▸ Data shown
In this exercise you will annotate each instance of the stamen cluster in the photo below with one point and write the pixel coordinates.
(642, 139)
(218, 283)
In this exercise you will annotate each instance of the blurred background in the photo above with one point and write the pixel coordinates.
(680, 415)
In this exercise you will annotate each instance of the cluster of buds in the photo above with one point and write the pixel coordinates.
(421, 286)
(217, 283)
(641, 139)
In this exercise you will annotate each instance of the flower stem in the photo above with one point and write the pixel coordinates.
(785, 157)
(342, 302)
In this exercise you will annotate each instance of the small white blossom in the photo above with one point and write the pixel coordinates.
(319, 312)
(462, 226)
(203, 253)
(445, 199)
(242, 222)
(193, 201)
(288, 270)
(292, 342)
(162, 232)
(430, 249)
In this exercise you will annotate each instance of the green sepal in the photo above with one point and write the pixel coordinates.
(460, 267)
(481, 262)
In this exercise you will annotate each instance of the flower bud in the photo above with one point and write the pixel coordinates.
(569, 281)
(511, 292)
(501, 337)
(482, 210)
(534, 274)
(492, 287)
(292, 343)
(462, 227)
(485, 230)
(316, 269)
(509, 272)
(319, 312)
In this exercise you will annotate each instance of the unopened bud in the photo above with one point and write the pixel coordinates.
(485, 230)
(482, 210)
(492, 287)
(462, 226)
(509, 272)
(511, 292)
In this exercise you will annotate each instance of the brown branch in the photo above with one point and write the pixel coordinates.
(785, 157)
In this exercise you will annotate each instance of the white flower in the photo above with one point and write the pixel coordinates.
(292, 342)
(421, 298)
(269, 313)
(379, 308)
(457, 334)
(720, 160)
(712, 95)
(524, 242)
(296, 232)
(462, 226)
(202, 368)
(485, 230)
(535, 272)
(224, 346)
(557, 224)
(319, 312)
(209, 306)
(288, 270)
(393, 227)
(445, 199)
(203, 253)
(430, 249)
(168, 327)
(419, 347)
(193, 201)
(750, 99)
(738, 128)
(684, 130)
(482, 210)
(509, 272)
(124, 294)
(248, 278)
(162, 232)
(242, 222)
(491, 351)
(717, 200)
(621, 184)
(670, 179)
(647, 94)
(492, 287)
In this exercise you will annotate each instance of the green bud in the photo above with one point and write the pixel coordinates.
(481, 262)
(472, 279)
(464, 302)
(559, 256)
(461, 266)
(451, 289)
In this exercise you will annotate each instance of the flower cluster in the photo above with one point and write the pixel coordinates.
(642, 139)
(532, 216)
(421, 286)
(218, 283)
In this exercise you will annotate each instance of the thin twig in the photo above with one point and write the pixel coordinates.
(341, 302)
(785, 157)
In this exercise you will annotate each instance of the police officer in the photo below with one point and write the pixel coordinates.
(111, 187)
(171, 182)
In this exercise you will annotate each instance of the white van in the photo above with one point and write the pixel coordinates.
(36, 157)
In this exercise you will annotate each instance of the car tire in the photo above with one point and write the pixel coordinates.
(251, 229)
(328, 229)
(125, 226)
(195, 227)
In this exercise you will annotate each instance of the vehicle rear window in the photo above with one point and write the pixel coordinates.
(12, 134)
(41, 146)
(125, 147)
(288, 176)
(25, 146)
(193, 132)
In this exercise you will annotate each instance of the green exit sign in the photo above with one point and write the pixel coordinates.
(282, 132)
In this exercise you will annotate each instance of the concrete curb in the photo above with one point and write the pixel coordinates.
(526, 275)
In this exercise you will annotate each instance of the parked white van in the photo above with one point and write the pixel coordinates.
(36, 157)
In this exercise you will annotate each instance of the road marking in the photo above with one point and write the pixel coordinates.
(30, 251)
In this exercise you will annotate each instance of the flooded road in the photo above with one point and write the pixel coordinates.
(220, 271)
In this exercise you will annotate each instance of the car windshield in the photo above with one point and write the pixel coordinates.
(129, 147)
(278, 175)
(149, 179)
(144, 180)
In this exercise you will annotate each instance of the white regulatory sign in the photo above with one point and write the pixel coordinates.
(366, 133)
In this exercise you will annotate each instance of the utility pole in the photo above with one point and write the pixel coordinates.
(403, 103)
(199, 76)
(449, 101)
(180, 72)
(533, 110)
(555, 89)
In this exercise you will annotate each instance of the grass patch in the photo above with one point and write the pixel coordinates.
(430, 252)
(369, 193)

▸ What to produce
Please format every one of the records above as a numbered list, omitting any blank lines.

▸ Finished exercise
1. In this exercise you will annotate each instance of the stamen cluster in the photo below with one point and write the pixel coordinates.
2. (642, 139)
3. (218, 283)
4. In this exercise you will annotate each instance of the blurred background in the photo above with one point and write the pixel coordinates.
5. (680, 415)
6. In this exercise you will annotate each instance of the cluster of buds in the photo above with one point and write the pixel coordinates.
7. (421, 286)
8. (217, 283)
9. (641, 139)
10. In this exercise you will annotate each instance of the flower stem in the photo above with one point and write the pixel coordinates.
11. (785, 157)
12. (342, 302)
13. In this exercise you will annotate each instance of the small white blossom in the photo above with one point and write the pixel coordinates.
14. (319, 312)
15. (462, 226)
16. (203, 253)
17. (445, 199)
18. (242, 222)
19. (193, 201)
20. (288, 270)
21. (292, 342)
22. (162, 232)
23. (430, 249)
24. In this exercise you will annotate each instance of the green sepal in the photo above with one point and write the pixel coordinates.
25. (460, 267)
26. (481, 262)
27. In this exercise you will annotate each instance of the flower bud in the photo above with one point and write the pixel coordinates.
28. (569, 281)
29. (511, 292)
30. (501, 337)
31. (482, 210)
32. (534, 274)
33. (492, 287)
34. (292, 343)
35. (462, 227)
36. (485, 230)
37. (316, 269)
38. (509, 272)
39. (319, 312)
40. In this exercise you will annotate each instance of the unopened bud in the photo above with one point and write the pixel coordinates.
41. (485, 230)
42. (482, 210)
43. (492, 287)
44. (462, 226)
45. (509, 272)
46. (511, 292)
47. In this exercise you will annotate each instance of the brown branch in the photo above with one point and write the pixel coordinates.
48. (785, 157)
49. In this exercise you will annotate each instance of the white flower in the photo above with one point and write the pixel coordinates.
50. (292, 342)
51. (421, 298)
52. (269, 313)
53. (379, 308)
54. (457, 334)
55. (720, 160)
56. (712, 95)
57. (524, 242)
58. (296, 232)
59. (462, 226)
60. (202, 368)
61. (485, 230)
62. (535, 272)
63. (224, 346)
64. (557, 224)
65. (319, 312)
66. (209, 306)
67. (288, 270)
68. (393, 227)
69. (445, 199)
70. (203, 253)
71. (430, 249)
72. (168, 327)
73. (419, 347)
74. (193, 201)
75. (750, 99)
76. (738, 128)
77. (684, 130)
78. (482, 210)
79. (509, 272)
80. (124, 294)
81. (248, 278)
82. (162, 232)
83. (242, 222)
84. (491, 351)
85. (717, 200)
86. (621, 184)
87. (670, 179)
88. (647, 94)
89. (492, 287)
90. In this exercise you will annotate each instance of the green bud in the photo above with one point and write the pixel coordinates.
91. (481, 262)
92. (472, 279)
93. (464, 302)
94. (559, 256)
95. (461, 266)
96. (451, 289)
97. In this exercise you will annotate each instance of the flower cluster in the photo above with one point and write the pixel coordinates.
98. (642, 139)
99. (532, 216)
100. (421, 286)
101. (218, 283)
102. In this exercise you will annotate each instance of the thin twig in the photo above with one point and write the pixel coordinates.
103. (341, 302)
104. (785, 157)
105. In this exercise you will annotate each instance of the police officer in the photo below with one point and write the pixel coordinates.
106. (111, 187)
107. (171, 182)
108. In this exercise you will annotate each instance of the white van in the photo above with one point and write the pixel coordinates.
109. (36, 157)
110. In this exercise you will annotate each instance of the car tire in the photo above with one point and write the pixel coordinates.
111. (251, 229)
112. (328, 229)
113. (125, 226)
114. (195, 227)
115. In this exercise you will annotate each instance of the vehicle rear window in the photo above with one point and write the pixel coordinates.
116. (12, 134)
117. (41, 146)
118. (125, 147)
119. (288, 176)
120. (25, 146)
121. (193, 132)
122. In this exercise you will annotate each instance of the green exit sign in the photo above with one point and write the pixel coordinates.
123. (282, 132)
124. In this exercise you will annotate each instance of the concrete curb in the photo above with one point and write the pixel coordinates.
125. (526, 275)
126. In this exercise you will annotate each instance of the parked white van in the photo above with one point and write the pixel coordinates.
127. (36, 157)
128. In this exercise you will annotate each instance of the road marking in the photo above with one point and write the pixel coordinates.
129. (30, 251)
130. In this exercise you will annotate each instance of the flooded road in the photo above with one point and write the pixel coordinates.
131. (220, 271)
132. In this exercise you will annotate each instance of the car windshield in the photo above with one point and write the pixel coordinates.
133. (129, 147)
134. (278, 175)
135. (149, 179)
136. (144, 180)
137. In this exercise you will annotate each instance of the white regulatory sign in the photo above with one point and write the pixel coordinates.
138. (366, 133)
139. In this exercise you will annotate each instance of the utility pole in the photo above with one point and write the pixel coordinates.
140. (403, 103)
141. (199, 76)
142. (449, 101)
143. (180, 72)
144. (533, 110)
145. (555, 89)
146. In this exercise you will annotate each instance of the grass patch in the photo above with one point and write the pixel coordinates.
147. (430, 252)
148. (369, 193)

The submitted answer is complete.